◆ SHORT TASK ◆
List every line in the records that contains the word "dense", matching case exactly.
□ □ □ □ □
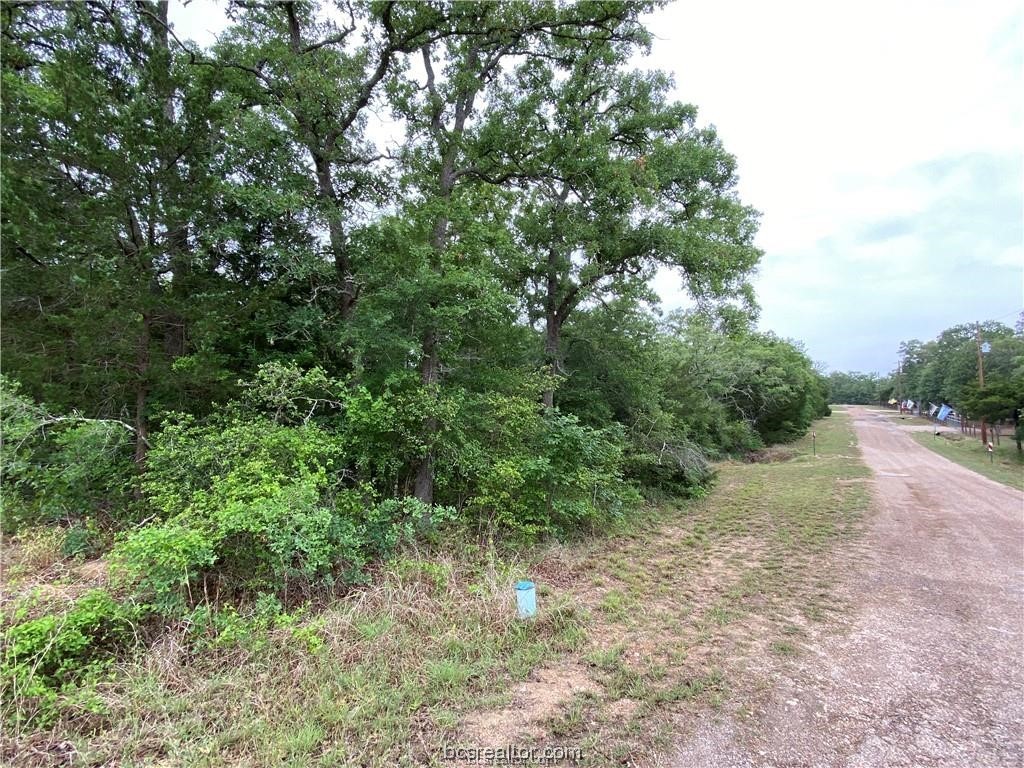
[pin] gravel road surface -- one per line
(930, 671)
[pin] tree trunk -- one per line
(553, 329)
(553, 354)
(141, 395)
(430, 376)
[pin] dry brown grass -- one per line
(684, 608)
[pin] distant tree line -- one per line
(946, 371)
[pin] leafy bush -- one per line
(61, 468)
(52, 655)
(534, 472)
(246, 505)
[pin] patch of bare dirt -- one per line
(535, 701)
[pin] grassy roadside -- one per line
(1006, 464)
(636, 632)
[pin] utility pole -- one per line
(981, 377)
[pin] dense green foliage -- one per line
(249, 349)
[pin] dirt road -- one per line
(930, 671)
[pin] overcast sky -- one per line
(883, 144)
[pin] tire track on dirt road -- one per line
(930, 671)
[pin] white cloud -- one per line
(854, 127)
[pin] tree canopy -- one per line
(235, 311)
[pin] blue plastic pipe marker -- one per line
(525, 599)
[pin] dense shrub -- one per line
(52, 655)
(517, 468)
(61, 468)
(248, 505)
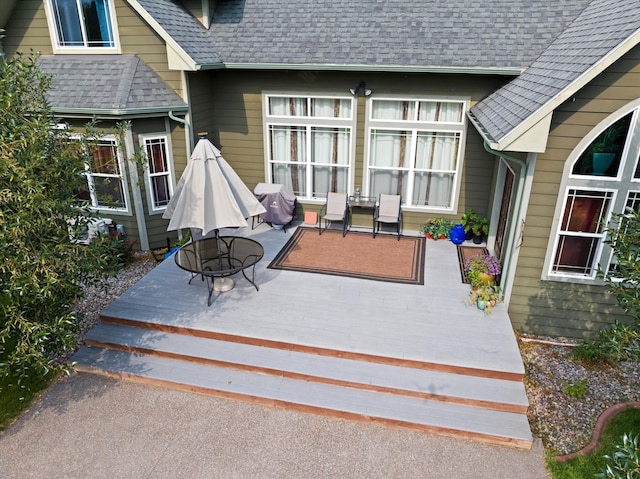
□ □ □ □ □
◆ SOLUTION BELOW ◆
[pin] dense green foliage -- one per line
[pin] dense shrub -- one per line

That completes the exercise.